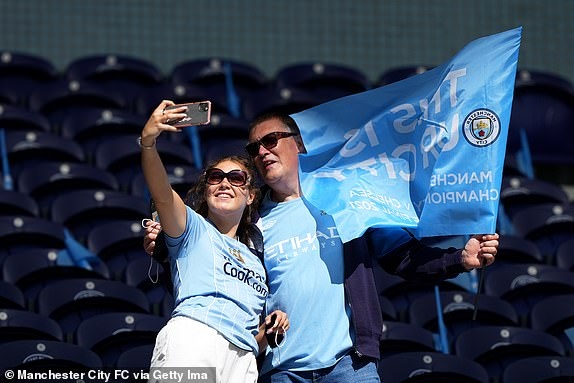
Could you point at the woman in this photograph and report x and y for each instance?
(219, 283)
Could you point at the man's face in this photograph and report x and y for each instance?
(279, 165)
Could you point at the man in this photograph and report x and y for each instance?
(326, 287)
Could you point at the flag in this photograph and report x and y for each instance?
(424, 153)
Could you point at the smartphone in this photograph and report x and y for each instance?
(198, 113)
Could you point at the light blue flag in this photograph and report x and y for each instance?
(424, 153)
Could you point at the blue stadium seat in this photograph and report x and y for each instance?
(44, 355)
(11, 297)
(399, 337)
(400, 73)
(457, 312)
(523, 285)
(540, 369)
(117, 243)
(20, 325)
(16, 203)
(31, 270)
(82, 210)
(45, 181)
(69, 302)
(111, 334)
(18, 118)
(21, 73)
(326, 81)
(496, 347)
(430, 367)
(555, 315)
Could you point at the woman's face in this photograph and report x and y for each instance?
(225, 194)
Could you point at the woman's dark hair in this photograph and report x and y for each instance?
(195, 197)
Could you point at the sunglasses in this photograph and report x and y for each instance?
(215, 176)
(268, 141)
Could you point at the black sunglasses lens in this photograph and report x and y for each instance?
(237, 178)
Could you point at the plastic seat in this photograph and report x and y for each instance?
(517, 193)
(90, 126)
(555, 315)
(523, 285)
(496, 347)
(17, 118)
(565, 255)
(44, 355)
(458, 310)
(181, 178)
(16, 203)
(399, 337)
(280, 100)
(513, 249)
(71, 301)
(29, 148)
(547, 225)
(400, 73)
(21, 73)
(57, 98)
(122, 157)
(33, 269)
(20, 325)
(326, 81)
(540, 369)
(82, 210)
(430, 367)
(110, 334)
(136, 357)
(47, 180)
(11, 297)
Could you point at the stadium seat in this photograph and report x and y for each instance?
(110, 334)
(71, 301)
(565, 255)
(21, 73)
(18, 118)
(16, 203)
(523, 285)
(430, 367)
(82, 210)
(547, 225)
(400, 73)
(458, 308)
(57, 98)
(326, 81)
(496, 347)
(11, 297)
(540, 369)
(117, 243)
(126, 76)
(29, 148)
(399, 337)
(47, 355)
(31, 270)
(20, 325)
(555, 315)
(45, 181)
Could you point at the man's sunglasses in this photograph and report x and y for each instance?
(215, 176)
(268, 141)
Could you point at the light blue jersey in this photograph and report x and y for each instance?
(304, 262)
(217, 281)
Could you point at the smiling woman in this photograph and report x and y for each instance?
(219, 281)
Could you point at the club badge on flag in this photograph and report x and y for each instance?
(424, 153)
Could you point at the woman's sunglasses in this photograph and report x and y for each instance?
(215, 176)
(268, 141)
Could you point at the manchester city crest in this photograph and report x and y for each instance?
(481, 127)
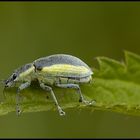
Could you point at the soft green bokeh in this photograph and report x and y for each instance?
(29, 30)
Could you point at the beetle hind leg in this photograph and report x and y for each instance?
(47, 88)
(76, 86)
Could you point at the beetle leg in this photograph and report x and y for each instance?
(21, 87)
(75, 86)
(47, 88)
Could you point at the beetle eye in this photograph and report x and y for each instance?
(14, 76)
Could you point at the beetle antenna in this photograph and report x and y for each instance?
(2, 81)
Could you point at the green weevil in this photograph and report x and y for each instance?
(60, 70)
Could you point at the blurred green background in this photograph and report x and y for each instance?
(29, 30)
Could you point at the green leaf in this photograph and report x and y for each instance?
(115, 87)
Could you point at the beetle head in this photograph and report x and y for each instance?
(22, 74)
(11, 80)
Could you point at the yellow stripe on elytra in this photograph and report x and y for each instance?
(65, 68)
(25, 73)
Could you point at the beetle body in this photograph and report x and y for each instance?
(61, 70)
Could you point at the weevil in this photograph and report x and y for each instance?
(60, 70)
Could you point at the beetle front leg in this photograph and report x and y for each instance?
(21, 87)
(75, 86)
(47, 88)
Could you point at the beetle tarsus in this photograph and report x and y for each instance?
(61, 112)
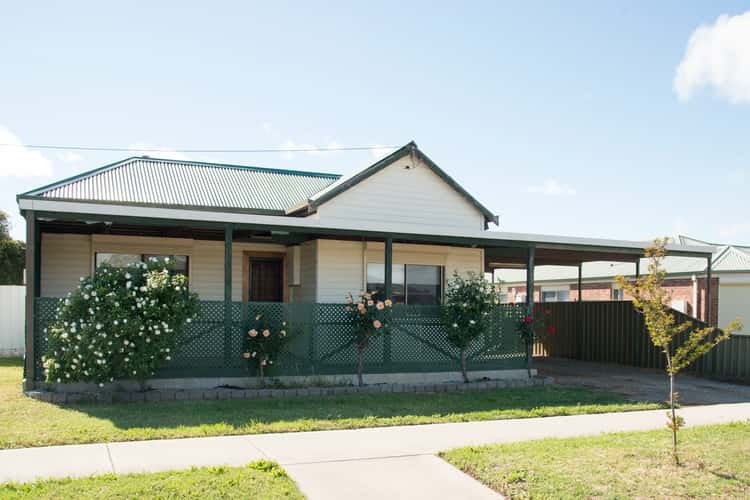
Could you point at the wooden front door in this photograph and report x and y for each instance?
(266, 281)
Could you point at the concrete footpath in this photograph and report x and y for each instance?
(386, 462)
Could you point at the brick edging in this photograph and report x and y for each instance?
(226, 393)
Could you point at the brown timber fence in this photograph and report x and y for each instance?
(614, 332)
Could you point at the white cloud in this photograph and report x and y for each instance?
(717, 56)
(18, 161)
(734, 230)
(553, 187)
(289, 144)
(380, 151)
(141, 149)
(70, 157)
(680, 226)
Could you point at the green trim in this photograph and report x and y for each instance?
(228, 236)
(374, 235)
(202, 208)
(396, 155)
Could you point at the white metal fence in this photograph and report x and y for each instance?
(12, 308)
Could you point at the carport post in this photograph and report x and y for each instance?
(33, 240)
(388, 271)
(529, 298)
(530, 282)
(707, 319)
(388, 278)
(228, 237)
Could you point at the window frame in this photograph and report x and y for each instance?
(441, 280)
(143, 259)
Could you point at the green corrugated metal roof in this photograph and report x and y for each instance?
(154, 181)
(727, 258)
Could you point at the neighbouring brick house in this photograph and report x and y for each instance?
(686, 281)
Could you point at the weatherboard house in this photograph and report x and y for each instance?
(296, 242)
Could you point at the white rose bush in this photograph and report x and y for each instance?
(121, 323)
(370, 318)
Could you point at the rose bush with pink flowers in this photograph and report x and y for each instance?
(469, 302)
(264, 342)
(370, 318)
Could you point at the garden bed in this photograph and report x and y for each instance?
(119, 396)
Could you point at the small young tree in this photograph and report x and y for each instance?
(466, 314)
(651, 299)
(121, 323)
(264, 343)
(370, 318)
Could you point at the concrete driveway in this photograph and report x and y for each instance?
(640, 384)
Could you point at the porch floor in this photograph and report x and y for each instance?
(639, 384)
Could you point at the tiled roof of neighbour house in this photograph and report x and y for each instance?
(726, 258)
(161, 182)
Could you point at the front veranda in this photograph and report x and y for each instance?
(211, 346)
(322, 342)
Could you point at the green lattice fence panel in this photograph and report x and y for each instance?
(322, 341)
(44, 313)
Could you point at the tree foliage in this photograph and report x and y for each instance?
(12, 255)
(121, 323)
(680, 343)
(467, 312)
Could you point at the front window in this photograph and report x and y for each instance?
(179, 262)
(555, 295)
(411, 283)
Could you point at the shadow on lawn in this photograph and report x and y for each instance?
(391, 409)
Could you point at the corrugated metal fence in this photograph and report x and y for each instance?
(614, 332)
(12, 320)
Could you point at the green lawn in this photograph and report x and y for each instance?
(26, 422)
(716, 463)
(257, 480)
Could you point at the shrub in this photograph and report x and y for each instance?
(264, 343)
(466, 315)
(370, 318)
(532, 329)
(121, 323)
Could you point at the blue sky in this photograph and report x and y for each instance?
(562, 117)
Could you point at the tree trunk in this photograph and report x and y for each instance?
(674, 419)
(463, 366)
(360, 363)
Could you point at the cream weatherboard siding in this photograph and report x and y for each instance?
(404, 199)
(734, 301)
(64, 259)
(305, 291)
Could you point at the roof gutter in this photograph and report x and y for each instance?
(149, 214)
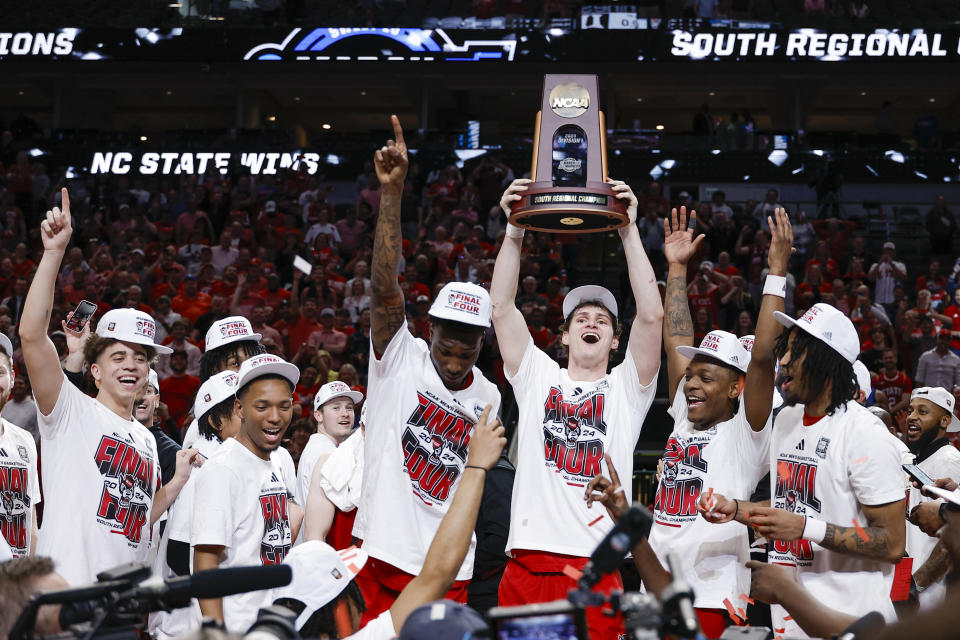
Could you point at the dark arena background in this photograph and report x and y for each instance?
(265, 116)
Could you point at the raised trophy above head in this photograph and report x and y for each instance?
(569, 192)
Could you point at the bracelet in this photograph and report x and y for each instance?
(514, 231)
(814, 530)
(775, 286)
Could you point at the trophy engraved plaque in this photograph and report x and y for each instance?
(569, 193)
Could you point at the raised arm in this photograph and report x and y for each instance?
(644, 344)
(679, 246)
(386, 299)
(39, 353)
(452, 540)
(508, 322)
(758, 390)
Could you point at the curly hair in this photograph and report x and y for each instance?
(823, 367)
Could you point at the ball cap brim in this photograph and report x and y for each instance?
(590, 293)
(266, 364)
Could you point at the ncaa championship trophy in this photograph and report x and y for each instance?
(569, 193)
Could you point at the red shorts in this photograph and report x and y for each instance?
(533, 576)
(381, 583)
(712, 621)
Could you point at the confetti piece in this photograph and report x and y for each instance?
(572, 572)
(860, 532)
(731, 611)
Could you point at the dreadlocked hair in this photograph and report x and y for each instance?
(215, 360)
(322, 622)
(823, 367)
(209, 423)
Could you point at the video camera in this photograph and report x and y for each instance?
(114, 607)
(644, 617)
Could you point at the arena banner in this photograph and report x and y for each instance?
(674, 41)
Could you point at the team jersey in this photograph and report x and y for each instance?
(240, 503)
(565, 427)
(319, 444)
(19, 487)
(827, 470)
(943, 463)
(730, 458)
(417, 437)
(100, 475)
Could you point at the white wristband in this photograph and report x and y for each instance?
(814, 530)
(514, 232)
(775, 286)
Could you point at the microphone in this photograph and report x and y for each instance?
(864, 627)
(213, 583)
(632, 527)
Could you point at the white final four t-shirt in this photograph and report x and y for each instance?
(417, 436)
(827, 470)
(100, 475)
(240, 503)
(730, 458)
(565, 427)
(19, 487)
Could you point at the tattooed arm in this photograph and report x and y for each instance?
(386, 299)
(936, 566)
(38, 351)
(679, 247)
(882, 539)
(758, 390)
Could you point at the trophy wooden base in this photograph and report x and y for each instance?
(590, 209)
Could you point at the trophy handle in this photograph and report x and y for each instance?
(603, 144)
(536, 146)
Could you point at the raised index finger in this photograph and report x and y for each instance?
(614, 478)
(397, 130)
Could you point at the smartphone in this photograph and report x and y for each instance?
(917, 474)
(81, 316)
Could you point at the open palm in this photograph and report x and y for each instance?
(679, 243)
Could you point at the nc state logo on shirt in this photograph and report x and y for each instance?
(434, 446)
(571, 433)
(682, 479)
(15, 504)
(127, 487)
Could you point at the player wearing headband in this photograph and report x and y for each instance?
(721, 402)
(836, 512)
(569, 418)
(424, 400)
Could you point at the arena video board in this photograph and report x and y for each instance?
(331, 46)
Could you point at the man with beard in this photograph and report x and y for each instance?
(721, 402)
(425, 398)
(570, 417)
(19, 484)
(836, 509)
(928, 423)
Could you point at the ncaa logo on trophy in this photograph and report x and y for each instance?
(569, 193)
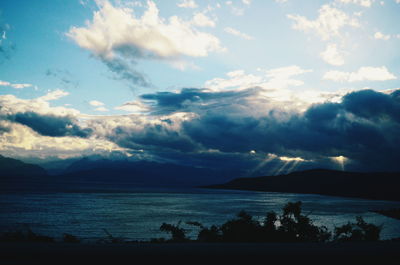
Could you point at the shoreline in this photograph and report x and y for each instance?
(383, 252)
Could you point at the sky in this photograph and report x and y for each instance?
(267, 87)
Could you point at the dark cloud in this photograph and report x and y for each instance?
(50, 125)
(7, 47)
(157, 136)
(364, 127)
(124, 70)
(64, 76)
(192, 99)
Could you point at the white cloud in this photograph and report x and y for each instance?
(16, 86)
(236, 79)
(364, 3)
(380, 36)
(272, 79)
(187, 4)
(113, 29)
(134, 107)
(202, 20)
(332, 56)
(119, 38)
(329, 23)
(21, 141)
(96, 103)
(363, 74)
(54, 95)
(101, 109)
(237, 33)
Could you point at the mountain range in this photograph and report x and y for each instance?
(378, 185)
(106, 174)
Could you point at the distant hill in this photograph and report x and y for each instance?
(105, 174)
(17, 175)
(381, 186)
(141, 173)
(10, 169)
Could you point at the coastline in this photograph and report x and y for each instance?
(384, 252)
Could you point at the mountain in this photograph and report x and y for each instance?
(16, 175)
(381, 186)
(140, 173)
(90, 173)
(10, 169)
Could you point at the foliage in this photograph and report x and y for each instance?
(177, 233)
(290, 226)
(24, 235)
(68, 238)
(359, 231)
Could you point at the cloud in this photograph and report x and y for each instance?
(237, 33)
(7, 47)
(219, 129)
(119, 39)
(51, 125)
(16, 86)
(329, 23)
(332, 55)
(380, 36)
(202, 20)
(40, 117)
(364, 3)
(101, 109)
(133, 107)
(21, 141)
(64, 76)
(275, 79)
(187, 4)
(54, 95)
(96, 103)
(363, 74)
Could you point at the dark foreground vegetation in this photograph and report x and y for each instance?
(288, 238)
(392, 213)
(376, 186)
(290, 226)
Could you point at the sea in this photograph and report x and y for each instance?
(137, 214)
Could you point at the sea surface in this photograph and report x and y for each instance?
(138, 214)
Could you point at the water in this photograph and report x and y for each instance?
(138, 215)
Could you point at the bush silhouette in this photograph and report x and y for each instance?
(178, 234)
(24, 234)
(359, 231)
(290, 226)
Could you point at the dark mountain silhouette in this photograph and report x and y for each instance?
(141, 173)
(17, 175)
(382, 186)
(11, 169)
(105, 174)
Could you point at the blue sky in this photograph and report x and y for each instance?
(111, 73)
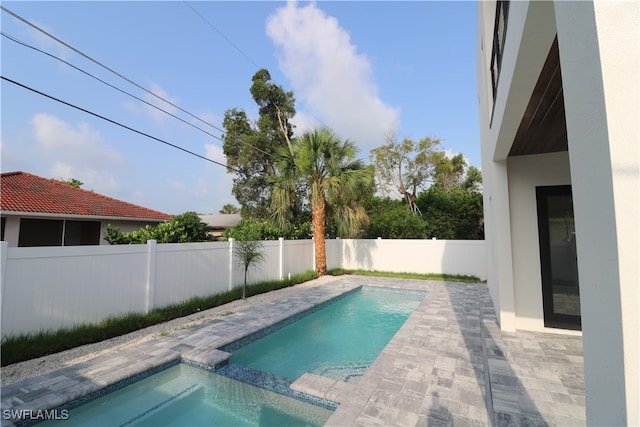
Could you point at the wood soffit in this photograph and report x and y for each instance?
(543, 127)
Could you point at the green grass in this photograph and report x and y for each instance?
(428, 276)
(30, 346)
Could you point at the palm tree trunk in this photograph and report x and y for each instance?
(317, 216)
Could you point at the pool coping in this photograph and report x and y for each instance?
(449, 364)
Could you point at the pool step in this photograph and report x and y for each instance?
(322, 387)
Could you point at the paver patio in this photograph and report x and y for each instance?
(449, 364)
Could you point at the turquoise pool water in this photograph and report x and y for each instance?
(340, 341)
(186, 396)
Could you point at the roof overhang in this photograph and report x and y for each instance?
(81, 217)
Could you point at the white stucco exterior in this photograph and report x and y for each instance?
(598, 45)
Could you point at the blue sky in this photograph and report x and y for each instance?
(361, 68)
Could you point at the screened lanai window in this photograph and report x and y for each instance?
(53, 232)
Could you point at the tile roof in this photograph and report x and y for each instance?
(24, 192)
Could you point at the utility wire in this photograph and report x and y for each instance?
(119, 75)
(120, 90)
(222, 35)
(116, 123)
(243, 53)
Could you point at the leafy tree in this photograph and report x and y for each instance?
(248, 253)
(337, 184)
(183, 228)
(390, 219)
(404, 166)
(250, 148)
(455, 214)
(260, 229)
(229, 209)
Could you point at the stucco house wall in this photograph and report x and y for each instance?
(598, 47)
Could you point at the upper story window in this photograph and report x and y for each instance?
(499, 32)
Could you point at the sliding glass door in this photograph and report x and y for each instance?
(558, 257)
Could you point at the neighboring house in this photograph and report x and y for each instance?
(219, 222)
(558, 87)
(38, 211)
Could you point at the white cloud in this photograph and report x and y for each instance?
(329, 76)
(77, 152)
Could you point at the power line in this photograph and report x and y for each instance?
(116, 123)
(222, 35)
(123, 77)
(15, 40)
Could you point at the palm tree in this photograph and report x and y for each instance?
(249, 253)
(337, 182)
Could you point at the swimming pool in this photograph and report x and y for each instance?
(186, 396)
(340, 341)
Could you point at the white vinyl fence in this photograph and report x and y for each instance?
(46, 288)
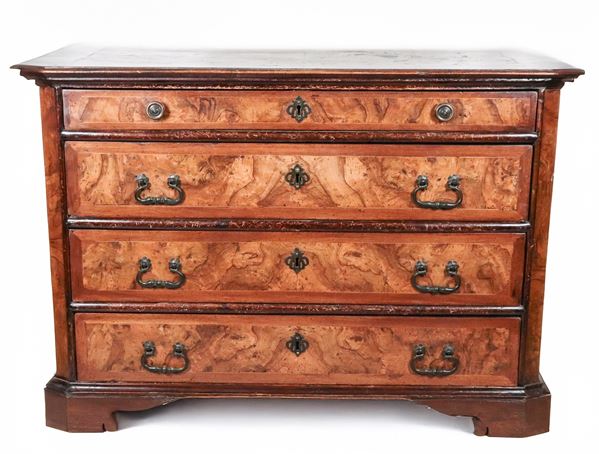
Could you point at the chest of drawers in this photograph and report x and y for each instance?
(298, 224)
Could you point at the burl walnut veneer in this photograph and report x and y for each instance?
(365, 225)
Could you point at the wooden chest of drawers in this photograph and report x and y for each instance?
(298, 224)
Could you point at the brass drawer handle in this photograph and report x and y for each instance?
(453, 184)
(297, 261)
(299, 109)
(173, 182)
(444, 112)
(174, 266)
(297, 177)
(155, 110)
(297, 344)
(448, 355)
(451, 269)
(179, 351)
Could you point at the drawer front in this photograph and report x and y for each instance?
(297, 267)
(328, 350)
(272, 110)
(298, 181)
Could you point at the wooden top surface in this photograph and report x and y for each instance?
(82, 59)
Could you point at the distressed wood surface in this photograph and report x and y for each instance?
(56, 208)
(342, 350)
(346, 181)
(537, 247)
(250, 267)
(331, 110)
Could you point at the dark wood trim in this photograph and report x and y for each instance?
(73, 77)
(540, 208)
(291, 309)
(57, 212)
(199, 135)
(91, 407)
(301, 225)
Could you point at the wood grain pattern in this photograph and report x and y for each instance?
(346, 181)
(331, 110)
(498, 411)
(342, 350)
(537, 247)
(56, 208)
(250, 267)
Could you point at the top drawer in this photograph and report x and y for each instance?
(299, 110)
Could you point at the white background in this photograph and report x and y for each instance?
(565, 30)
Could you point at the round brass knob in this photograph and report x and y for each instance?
(155, 110)
(444, 112)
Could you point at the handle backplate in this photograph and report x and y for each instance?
(448, 356)
(453, 184)
(451, 270)
(179, 352)
(174, 266)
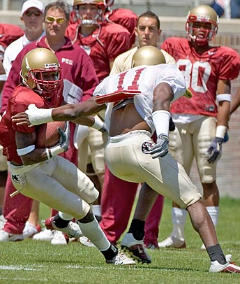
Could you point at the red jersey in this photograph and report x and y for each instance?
(77, 67)
(124, 17)
(202, 73)
(9, 33)
(21, 98)
(103, 45)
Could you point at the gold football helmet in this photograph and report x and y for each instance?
(41, 71)
(202, 14)
(148, 55)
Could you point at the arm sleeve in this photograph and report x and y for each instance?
(86, 76)
(230, 65)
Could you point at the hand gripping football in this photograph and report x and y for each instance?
(47, 133)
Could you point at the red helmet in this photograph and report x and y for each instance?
(100, 3)
(202, 14)
(109, 3)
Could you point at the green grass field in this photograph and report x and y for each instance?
(40, 262)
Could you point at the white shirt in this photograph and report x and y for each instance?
(144, 79)
(12, 51)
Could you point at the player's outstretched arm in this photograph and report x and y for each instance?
(69, 112)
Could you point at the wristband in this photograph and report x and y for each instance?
(54, 151)
(38, 116)
(161, 121)
(221, 130)
(98, 123)
(223, 97)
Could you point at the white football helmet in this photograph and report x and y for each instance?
(100, 4)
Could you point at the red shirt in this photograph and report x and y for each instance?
(21, 98)
(77, 67)
(202, 73)
(103, 45)
(124, 17)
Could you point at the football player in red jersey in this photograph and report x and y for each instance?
(103, 41)
(131, 153)
(40, 173)
(77, 68)
(202, 121)
(124, 17)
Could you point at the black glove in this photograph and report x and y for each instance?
(171, 125)
(160, 149)
(215, 149)
(64, 137)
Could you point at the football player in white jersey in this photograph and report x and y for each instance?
(130, 152)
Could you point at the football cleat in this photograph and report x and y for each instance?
(228, 267)
(72, 229)
(30, 230)
(135, 248)
(172, 242)
(8, 237)
(86, 242)
(45, 235)
(59, 238)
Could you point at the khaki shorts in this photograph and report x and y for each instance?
(126, 159)
(57, 183)
(192, 140)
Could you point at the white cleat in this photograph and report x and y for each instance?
(58, 238)
(30, 230)
(86, 242)
(122, 259)
(135, 248)
(45, 235)
(8, 237)
(172, 242)
(227, 268)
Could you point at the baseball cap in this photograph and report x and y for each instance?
(32, 4)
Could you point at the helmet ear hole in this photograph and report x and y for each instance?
(30, 82)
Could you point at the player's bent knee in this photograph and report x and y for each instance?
(88, 218)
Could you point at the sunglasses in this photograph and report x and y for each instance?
(51, 20)
(35, 13)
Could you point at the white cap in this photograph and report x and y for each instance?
(32, 4)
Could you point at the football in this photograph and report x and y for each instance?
(47, 134)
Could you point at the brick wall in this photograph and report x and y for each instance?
(228, 170)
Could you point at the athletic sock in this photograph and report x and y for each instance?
(137, 229)
(178, 220)
(96, 209)
(110, 253)
(215, 253)
(59, 222)
(94, 233)
(213, 211)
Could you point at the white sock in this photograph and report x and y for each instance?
(178, 220)
(65, 216)
(96, 209)
(94, 233)
(213, 211)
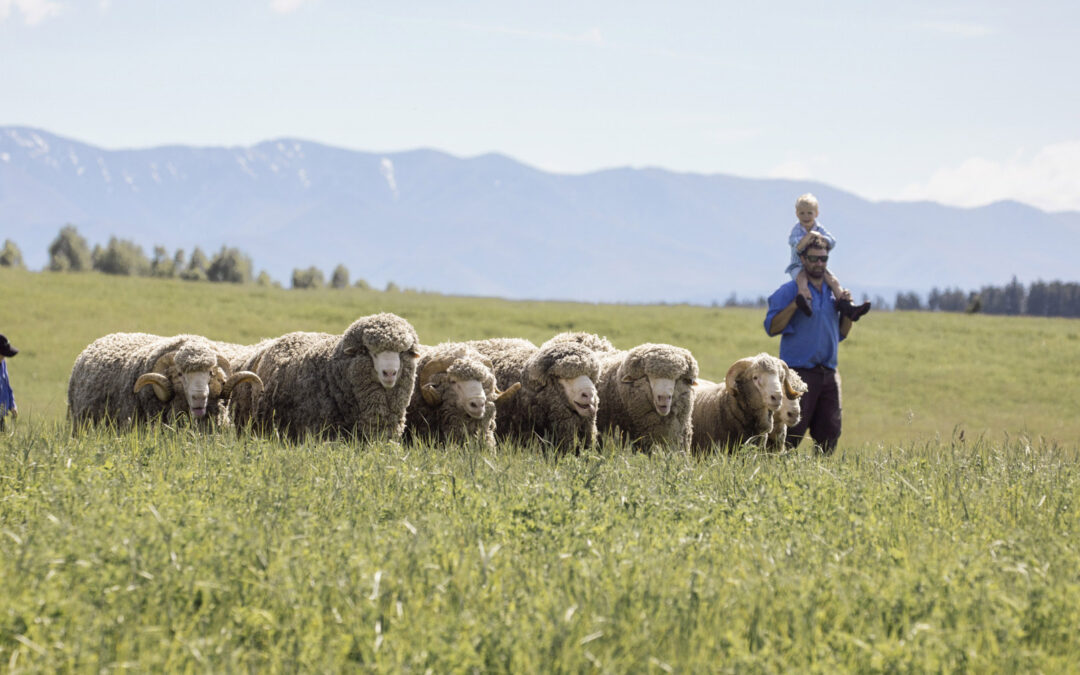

------------------------------------------------

- [What the task asks] Tally the lines in the material above that contain the word "wristband". Answer with only the number.

- [Correct result] 2